**Passage shown**

····················

1

I have 2 data frames:

a=c("aaaa","aaaaa", "aaaaaaaa")
b=c(3,5,6)
sample1=data.frame(a,b)

a=c("bb","bbbb","bbbbbbb")
b=c(4,6,54)
sample2=data.frame(a,b)

I want to loop through the samples and pass the columns from these dataframes to some functions e.g. nchar(sample1$b)

So using what should go in the for loop to do this? The code below does not work... sorry it does work but the length of e.g. "sample1$b" string is printed

for(i in 1:2) {

   cat(nchar(eval(paste("sample",i,"$b"))))

}

Thanks

kwicher
  • 2,092
  • 1
  • 19
  • 28
  • 1
    it seems a job for two `apply`s combined. Please add a little piece of your data. – SabDeM Jul 13 '15 at 14:31
  • How did you wind up with all these different data.frame variables? In R, it's better to store related items in a list rather than as separate variables in the environment. It makes things much easier. It's always best to include a [reproducible example](http://stackoverflow.com/questions/5963269/how-to-make-a-great-r-reproducible-example/5963610) with sample input data so we can run and test your code as well as test possible solutions. – MrFlick Jul 13 '15 at 14:34
  • I am looking for a general solution with the independent data.frame variables. I would like to know if this can be done and if so how. Thanks a lot. – kwicher Jul 13 '15 at 15:14

2 Answers2

1

First, you fix the first problem, which is that your data frames aren't all in a single list by collecting them via mget:

> l <- mget(x = paste0("sample",1:2))

····················

**Tasks to complete**
- 1) Reproduce the part of the R data frame thread from "I have 2 data" up to and including "functions e.g. nchar(sample1$b)".
- 2) In the R data frame thread, which function does the answer use to collect the data frames into a single list?

**Information provided**

····················

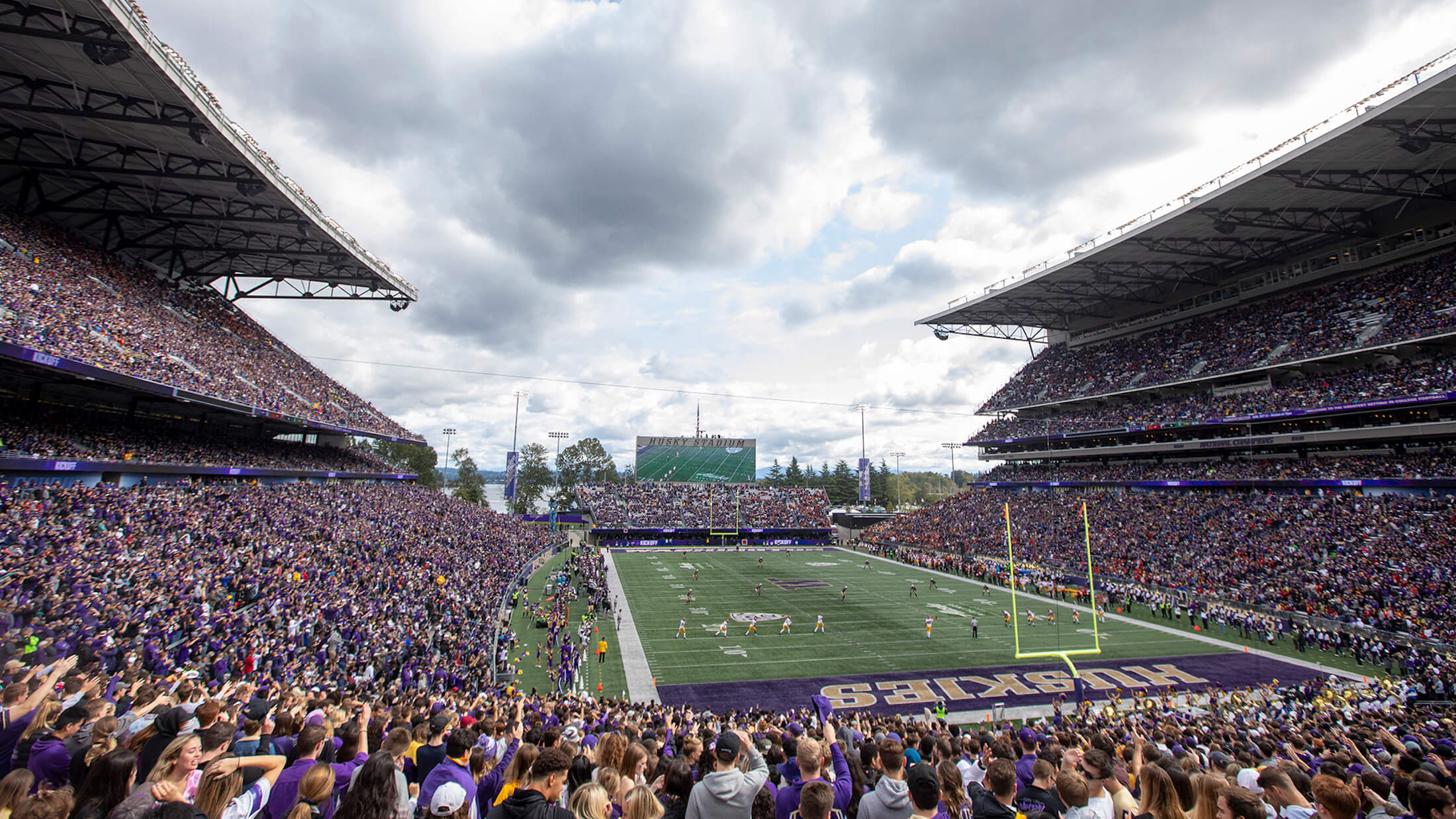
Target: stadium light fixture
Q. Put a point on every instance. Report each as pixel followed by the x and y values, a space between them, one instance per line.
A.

····················

**Problem solutions**
- 1)
I have 2 data frames:

a=c("aaaa","aaaaa", "aaaaaaaa")
b=c(3,5,6)
sample1=data.frame(a,b)

a=c("bb","bbbb","bbbbbbb")
b=c(4,6,54)
sample2=data.frame(a,b)

I want to loop through the samples and pass the columns from these dataframes to some functions e.g. nchar(sample1$b)

- 2) mget